SUPPLIED ENTRIES:
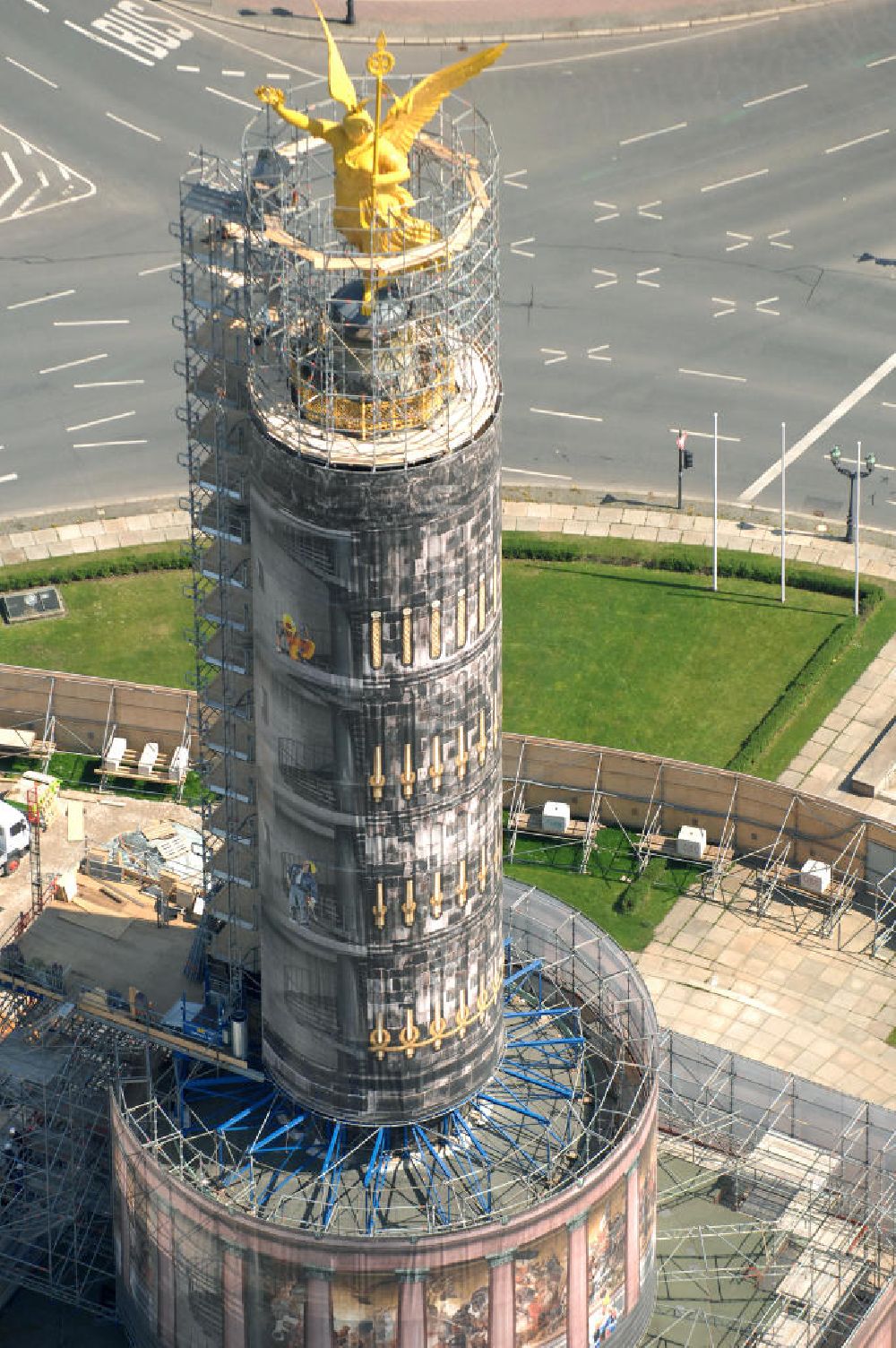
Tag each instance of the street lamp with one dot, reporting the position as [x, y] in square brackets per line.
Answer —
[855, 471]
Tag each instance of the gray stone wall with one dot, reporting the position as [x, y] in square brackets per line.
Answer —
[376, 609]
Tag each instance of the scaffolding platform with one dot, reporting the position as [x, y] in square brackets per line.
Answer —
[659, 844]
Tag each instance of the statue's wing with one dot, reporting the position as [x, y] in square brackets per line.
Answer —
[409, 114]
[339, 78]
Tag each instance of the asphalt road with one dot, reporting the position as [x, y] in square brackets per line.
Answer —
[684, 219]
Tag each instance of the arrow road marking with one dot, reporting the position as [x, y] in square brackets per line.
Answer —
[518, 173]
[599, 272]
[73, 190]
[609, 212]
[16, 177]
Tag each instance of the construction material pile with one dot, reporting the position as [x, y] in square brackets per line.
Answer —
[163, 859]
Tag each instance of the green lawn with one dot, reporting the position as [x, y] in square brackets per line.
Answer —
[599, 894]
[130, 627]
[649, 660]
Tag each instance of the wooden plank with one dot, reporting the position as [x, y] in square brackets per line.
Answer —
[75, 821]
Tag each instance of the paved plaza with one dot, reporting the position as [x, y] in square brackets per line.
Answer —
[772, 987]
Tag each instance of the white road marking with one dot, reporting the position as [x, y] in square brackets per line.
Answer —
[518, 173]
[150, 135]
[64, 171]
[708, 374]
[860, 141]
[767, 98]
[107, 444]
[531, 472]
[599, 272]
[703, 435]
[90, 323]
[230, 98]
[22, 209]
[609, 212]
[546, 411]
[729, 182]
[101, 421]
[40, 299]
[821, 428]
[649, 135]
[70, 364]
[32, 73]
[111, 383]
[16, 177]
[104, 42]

OBJECTIVE:
Copy every record above word for word, with each answer line, and leave out the pictures.

EXERCISE RESULT:
Tag each instance of the street lamp with one dot, reporting the position as [x, y] in square brackets per line.
Answer —
[855, 471]
Tag each instance of the gray stone wall with one dot, reporting the position as [x, y] in square brackets per line.
Answer —
[376, 609]
Tag each instance of the scaffolding platform with one dot, reporting the position as [x, y] in square brackets per line.
Answer —
[659, 844]
Tag each instance of the statue's wing with one dot, reporting the position as [x, y] in square brackets per line.
Answer —
[409, 114]
[339, 78]
Tag each instance of the asphalt road with one dot, reporting the position as [x, y] in square brackets per line.
Answer —
[684, 219]
Tag each instance of the arrow road marking with one dot, reporting the position as [x, y] in square brackets per line.
Answer —
[518, 173]
[599, 272]
[73, 190]
[609, 212]
[16, 177]
Tag each instance of the construction material pile with one dot, reporting the position as [x, y] in square brackets per line.
Answer —
[163, 859]
Tag each instance of the green lawn with one dot, reporting the position as [x, y] in square brackets per line.
Answer —
[599, 894]
[130, 627]
[649, 660]
Tag each instance of the wooden plank with one dot, reporting the position as [x, y] in square brackets per line.
Answer —
[75, 821]
Tag each instance of the paved plaza with one dot, reporting the position as [x, y] in square brackets per line.
Answer —
[772, 987]
Tag each instance of the white road marking with one dot, reporting the position as [x, y] in square brackets per line.
Answer —
[518, 173]
[150, 135]
[64, 171]
[708, 374]
[860, 141]
[767, 98]
[107, 444]
[531, 472]
[599, 272]
[703, 435]
[90, 323]
[230, 98]
[22, 209]
[609, 212]
[546, 411]
[729, 182]
[101, 421]
[40, 299]
[821, 428]
[649, 135]
[70, 364]
[32, 73]
[111, 383]
[16, 177]
[104, 42]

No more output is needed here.